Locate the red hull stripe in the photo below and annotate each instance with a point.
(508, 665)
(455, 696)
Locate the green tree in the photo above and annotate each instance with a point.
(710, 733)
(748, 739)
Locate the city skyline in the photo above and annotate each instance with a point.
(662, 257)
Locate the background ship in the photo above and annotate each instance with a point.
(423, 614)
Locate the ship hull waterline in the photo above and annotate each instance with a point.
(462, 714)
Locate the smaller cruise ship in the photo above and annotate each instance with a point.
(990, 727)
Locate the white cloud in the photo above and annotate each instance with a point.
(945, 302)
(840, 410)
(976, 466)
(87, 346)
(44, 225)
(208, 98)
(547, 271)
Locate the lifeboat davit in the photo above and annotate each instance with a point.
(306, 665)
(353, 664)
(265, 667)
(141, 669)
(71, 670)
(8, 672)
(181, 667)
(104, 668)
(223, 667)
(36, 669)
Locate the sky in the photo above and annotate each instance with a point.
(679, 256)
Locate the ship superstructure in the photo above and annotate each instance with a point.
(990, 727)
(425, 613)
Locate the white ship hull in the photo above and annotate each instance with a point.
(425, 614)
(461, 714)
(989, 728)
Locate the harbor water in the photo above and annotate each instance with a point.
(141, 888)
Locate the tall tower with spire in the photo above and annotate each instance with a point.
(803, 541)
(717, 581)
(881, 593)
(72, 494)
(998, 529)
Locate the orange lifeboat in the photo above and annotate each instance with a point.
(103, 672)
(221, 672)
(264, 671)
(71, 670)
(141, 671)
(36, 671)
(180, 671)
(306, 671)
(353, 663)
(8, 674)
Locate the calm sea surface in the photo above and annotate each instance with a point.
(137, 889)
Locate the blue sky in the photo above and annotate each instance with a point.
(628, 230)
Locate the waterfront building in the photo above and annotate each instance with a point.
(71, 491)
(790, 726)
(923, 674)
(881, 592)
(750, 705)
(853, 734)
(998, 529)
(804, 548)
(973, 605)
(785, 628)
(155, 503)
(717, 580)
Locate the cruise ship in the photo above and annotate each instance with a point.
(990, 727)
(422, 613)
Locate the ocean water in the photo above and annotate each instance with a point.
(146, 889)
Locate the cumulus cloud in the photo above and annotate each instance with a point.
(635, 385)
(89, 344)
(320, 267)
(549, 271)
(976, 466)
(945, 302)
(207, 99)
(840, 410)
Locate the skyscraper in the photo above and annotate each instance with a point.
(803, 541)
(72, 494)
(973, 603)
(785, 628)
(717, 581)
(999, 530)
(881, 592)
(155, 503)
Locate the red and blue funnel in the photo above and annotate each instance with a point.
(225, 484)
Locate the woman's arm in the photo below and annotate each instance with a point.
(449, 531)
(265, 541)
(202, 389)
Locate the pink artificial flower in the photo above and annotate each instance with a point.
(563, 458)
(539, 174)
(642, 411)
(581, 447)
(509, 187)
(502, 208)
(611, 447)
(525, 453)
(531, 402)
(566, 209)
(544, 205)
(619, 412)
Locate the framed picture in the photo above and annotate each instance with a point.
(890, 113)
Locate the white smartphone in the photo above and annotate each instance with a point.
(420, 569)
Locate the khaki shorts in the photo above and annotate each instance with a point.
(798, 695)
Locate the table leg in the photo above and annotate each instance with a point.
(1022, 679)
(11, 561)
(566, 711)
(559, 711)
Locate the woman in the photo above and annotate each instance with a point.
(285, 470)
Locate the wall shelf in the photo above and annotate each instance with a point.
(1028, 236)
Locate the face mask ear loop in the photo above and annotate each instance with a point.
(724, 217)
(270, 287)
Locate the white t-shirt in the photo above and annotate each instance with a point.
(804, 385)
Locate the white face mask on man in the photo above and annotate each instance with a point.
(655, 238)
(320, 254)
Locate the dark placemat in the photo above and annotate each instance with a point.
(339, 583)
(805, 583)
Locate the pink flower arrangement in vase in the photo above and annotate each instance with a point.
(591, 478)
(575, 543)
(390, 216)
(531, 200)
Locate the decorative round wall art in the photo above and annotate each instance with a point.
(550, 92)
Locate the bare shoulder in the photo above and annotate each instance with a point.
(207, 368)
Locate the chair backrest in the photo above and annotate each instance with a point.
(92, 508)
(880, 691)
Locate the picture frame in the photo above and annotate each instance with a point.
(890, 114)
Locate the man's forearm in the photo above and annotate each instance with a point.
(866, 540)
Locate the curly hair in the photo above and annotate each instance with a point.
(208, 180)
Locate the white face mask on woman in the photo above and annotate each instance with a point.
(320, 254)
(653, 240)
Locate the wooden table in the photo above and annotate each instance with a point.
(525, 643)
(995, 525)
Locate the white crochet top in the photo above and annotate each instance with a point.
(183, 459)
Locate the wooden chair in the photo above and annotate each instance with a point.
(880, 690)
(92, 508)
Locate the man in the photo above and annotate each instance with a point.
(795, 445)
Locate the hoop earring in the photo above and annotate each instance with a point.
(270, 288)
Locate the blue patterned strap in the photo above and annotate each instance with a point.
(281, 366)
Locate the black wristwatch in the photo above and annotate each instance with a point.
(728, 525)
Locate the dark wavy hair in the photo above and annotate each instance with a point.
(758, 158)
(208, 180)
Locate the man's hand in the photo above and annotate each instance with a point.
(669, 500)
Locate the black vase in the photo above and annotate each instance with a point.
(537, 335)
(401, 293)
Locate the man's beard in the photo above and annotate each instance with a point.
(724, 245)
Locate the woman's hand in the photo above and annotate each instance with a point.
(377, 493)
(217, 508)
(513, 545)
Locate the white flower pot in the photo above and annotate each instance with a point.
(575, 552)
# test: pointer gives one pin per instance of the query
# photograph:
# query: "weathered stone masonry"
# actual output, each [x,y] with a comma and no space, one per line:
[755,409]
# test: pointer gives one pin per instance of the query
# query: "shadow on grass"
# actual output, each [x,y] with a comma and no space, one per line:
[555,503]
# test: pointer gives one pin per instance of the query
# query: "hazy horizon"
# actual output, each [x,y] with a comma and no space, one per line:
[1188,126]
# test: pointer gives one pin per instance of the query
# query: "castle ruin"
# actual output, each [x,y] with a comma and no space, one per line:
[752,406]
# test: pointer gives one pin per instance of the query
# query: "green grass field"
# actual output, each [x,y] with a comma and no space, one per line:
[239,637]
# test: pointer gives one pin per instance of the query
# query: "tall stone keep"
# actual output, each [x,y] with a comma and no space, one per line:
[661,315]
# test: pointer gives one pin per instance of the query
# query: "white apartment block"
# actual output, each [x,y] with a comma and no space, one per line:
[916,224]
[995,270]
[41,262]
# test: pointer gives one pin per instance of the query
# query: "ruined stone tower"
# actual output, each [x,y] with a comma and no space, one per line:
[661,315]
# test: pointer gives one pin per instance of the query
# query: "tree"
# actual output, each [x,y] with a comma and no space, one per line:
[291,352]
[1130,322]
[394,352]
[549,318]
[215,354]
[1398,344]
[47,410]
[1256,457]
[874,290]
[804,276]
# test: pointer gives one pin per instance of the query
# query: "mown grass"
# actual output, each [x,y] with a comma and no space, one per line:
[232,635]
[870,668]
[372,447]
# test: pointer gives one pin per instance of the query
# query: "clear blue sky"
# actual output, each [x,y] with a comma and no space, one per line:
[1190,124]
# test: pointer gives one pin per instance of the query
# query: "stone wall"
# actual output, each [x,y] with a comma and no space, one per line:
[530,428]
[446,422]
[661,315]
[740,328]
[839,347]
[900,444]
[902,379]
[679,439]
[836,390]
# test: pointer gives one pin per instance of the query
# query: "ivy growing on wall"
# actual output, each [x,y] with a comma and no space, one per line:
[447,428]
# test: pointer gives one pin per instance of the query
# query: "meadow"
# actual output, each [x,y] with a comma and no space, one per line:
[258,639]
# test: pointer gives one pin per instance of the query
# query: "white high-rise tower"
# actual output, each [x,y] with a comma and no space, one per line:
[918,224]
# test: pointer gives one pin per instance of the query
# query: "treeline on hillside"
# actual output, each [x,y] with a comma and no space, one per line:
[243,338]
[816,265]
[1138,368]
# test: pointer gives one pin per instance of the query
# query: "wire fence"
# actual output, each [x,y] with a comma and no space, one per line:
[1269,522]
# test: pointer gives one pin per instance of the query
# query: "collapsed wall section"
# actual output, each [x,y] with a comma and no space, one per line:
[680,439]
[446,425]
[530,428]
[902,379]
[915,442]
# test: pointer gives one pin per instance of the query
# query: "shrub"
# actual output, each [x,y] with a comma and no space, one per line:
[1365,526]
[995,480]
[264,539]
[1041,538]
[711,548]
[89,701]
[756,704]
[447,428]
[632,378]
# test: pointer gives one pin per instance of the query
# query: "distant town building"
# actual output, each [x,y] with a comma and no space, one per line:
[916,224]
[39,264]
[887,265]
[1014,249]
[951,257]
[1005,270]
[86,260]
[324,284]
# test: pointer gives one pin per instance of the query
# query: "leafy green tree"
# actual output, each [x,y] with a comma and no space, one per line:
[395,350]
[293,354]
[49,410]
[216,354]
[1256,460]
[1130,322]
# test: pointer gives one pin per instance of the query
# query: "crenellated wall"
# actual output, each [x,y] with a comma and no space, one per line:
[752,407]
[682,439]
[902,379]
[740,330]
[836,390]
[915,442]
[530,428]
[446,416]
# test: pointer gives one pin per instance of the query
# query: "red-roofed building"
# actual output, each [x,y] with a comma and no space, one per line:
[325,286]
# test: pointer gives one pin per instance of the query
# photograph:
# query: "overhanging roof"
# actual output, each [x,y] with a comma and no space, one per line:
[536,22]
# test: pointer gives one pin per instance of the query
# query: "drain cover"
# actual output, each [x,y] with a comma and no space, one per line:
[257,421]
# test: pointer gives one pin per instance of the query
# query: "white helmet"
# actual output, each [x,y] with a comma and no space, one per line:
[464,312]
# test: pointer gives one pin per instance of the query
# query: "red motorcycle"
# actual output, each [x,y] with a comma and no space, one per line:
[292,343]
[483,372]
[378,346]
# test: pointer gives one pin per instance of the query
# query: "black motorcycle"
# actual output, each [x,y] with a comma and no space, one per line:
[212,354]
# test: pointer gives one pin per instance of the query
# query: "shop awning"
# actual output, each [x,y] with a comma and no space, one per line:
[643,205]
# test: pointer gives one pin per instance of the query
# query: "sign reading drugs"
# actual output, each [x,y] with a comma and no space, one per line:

· · · · · · ·

> [YOUR TASK] Return each line of the entries above that contains the string "wooden", matching its case exactly.

> [EXERCISE RESPONSE]
Locate the wooden table in the photo above and annotate each instance with a point.
Locate the wooden chair in the photo above and annotate each instance with a point.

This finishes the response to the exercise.